When a client relationship ends, the links stay behind. On your agency site, your content networks, your founder’s personal site, your spotlight pages. Every one of those links is still passing authority to a brand you no longer represent. Every one of them is a credibility risk if the client’s site goes sideways after they leave.
This article documents exactly how we removed every backlink for a departing client across four properties in under an hour using AI agents. Any agent on the team, human or AI, can follow this process for the next deboarding.
Why this step matters more than people think
Most agencies skip link cleanup when a client leaves. They cancel the retainer, maybe remove the client from monitoring, and call it done. The links sit there for months or years.
Here is what those leftover links actually cost you. They dilute your link equity by passing authority to a site you no longer control. They confuse visitors who click through and land on a site that has nothing to do with you anymore. They create contractual exposure if the service agreement required removing references upon termination. And they make your portfolio look sloppy, listing work you are no longer responsible for.
Link removal is not a nice-to-have. It is part of the professional deboarding process, sitting right next to billing cancellation and monitoring removal in the standard checklist.
Inventory every property you control
Before touching a single link, build the list. You cannot remove what you have not found.
Walk through every web property your agency controls or contributes content to. Your main agency site. Content network sites like guest post platforms and niche directories. Partner or affiliate sites. Personal sites belonging to team leads or founders. Social media profiles and posts where the client was tagged or mentioned. Case study pages, portfolio sections, testimonials.
***
> **Task objective**
Continue the article on removing a departing client's backlinks from the point where it stops.

> **Supplied records**
***
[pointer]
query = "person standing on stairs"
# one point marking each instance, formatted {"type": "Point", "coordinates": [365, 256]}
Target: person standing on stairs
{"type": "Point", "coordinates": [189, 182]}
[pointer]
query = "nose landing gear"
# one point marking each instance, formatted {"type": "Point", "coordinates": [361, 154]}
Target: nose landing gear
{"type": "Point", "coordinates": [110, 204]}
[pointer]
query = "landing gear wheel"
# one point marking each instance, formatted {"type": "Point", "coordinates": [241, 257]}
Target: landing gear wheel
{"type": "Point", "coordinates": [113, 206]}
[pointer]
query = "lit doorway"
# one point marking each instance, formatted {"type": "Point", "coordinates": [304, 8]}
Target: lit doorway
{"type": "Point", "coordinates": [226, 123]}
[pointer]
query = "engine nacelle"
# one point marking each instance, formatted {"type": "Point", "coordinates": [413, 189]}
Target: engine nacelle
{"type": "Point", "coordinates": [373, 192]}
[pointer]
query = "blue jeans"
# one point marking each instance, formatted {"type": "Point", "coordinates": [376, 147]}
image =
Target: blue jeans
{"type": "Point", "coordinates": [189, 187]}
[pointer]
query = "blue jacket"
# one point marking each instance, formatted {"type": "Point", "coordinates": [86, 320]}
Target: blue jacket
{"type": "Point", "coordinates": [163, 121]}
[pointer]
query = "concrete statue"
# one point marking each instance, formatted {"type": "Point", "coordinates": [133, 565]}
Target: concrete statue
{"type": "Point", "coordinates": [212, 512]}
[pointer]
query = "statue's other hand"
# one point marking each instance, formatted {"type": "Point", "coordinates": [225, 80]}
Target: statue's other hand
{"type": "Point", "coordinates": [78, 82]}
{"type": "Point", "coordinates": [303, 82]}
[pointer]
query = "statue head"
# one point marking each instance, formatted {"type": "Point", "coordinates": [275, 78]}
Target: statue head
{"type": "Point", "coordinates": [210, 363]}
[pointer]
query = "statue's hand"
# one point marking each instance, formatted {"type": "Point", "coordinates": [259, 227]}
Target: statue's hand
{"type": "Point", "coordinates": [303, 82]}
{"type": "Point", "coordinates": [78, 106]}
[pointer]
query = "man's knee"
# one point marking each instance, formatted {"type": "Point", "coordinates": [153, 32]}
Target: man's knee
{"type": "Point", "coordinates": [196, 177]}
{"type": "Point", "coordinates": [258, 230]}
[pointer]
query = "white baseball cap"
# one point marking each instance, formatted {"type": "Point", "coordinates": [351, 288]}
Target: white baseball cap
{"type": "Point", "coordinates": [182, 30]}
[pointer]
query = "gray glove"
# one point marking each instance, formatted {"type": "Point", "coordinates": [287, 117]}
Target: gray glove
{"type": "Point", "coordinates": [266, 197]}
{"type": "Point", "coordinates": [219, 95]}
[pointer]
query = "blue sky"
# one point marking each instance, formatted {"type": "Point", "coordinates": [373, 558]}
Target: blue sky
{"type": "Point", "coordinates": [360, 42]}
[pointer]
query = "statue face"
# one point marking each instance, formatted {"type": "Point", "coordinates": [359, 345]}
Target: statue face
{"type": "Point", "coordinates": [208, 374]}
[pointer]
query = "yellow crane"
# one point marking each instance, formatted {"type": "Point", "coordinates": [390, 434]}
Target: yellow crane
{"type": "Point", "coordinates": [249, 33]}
***
> **Expected answer**
For our deboarding, we identified four properties with client links: a local business spotlight site, a high-authority content network site, a founder’s personal site, and the main agency site. Four properties, dozens of potential link locations across hundreds of pages.
Deploy an AI agent to scan each property
This is where the process changes from painful to fast. Instead of clicking through every page on four different sites, hand the job to an AI agent.
The prompt is simple. Tell the agent to scan the website for any links, mentions, or references to the client name or client domain, and to list every page URL where a match is found along with the specific anchor text or mention.
“I need you to scan my website [YOUR WEBSITE URL] for any links, mentions, or references to [CLIENT NAME] or [CLIENT DOMAIN].
For every match you find, list:
- The exact page URL where the match appears.
- The anchor text or mention.
- Where on the page it appears (header, body, footer, sidebar).
After listing everything, remove all links, mentions, logos, and references to this client from every page.
Then re-scan the entire site to verify zero matches remain and confirm the cleanup is complete.”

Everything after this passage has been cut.